EXERCISE INPUT:

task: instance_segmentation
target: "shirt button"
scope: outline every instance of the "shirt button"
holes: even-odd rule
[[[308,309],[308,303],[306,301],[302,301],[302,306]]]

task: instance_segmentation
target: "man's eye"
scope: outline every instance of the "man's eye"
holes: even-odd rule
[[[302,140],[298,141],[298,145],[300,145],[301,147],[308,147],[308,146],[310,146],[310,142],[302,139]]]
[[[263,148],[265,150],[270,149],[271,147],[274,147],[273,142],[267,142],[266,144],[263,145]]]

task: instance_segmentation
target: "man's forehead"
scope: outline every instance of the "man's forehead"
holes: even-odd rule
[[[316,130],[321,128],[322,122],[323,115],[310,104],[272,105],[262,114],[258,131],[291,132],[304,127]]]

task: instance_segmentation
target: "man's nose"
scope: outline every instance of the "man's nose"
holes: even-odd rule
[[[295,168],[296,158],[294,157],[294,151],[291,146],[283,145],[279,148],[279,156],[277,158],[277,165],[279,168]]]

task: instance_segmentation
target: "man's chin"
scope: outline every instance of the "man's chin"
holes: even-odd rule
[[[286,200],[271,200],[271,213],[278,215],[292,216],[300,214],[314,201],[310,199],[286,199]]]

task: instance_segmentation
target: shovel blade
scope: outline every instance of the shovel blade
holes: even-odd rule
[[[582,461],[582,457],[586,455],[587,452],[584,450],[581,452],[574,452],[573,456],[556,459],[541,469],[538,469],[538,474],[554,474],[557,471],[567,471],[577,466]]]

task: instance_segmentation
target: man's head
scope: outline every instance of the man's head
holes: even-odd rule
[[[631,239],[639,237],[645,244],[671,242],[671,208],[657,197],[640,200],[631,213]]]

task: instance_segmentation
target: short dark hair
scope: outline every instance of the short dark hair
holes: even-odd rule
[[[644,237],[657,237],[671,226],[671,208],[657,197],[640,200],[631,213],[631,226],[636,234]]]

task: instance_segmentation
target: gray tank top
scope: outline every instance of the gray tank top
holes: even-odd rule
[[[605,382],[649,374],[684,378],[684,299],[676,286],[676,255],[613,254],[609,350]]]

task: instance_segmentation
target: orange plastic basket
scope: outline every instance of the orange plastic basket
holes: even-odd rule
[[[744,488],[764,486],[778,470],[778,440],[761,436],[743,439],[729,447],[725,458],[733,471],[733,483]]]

YOUR ASSIGNMENT: What lines in the data above contain the word "forehead"? Copy them all.

ANSWER SPACE:
target: "man's forehead"
scope: outline every instance of the "man's forehead"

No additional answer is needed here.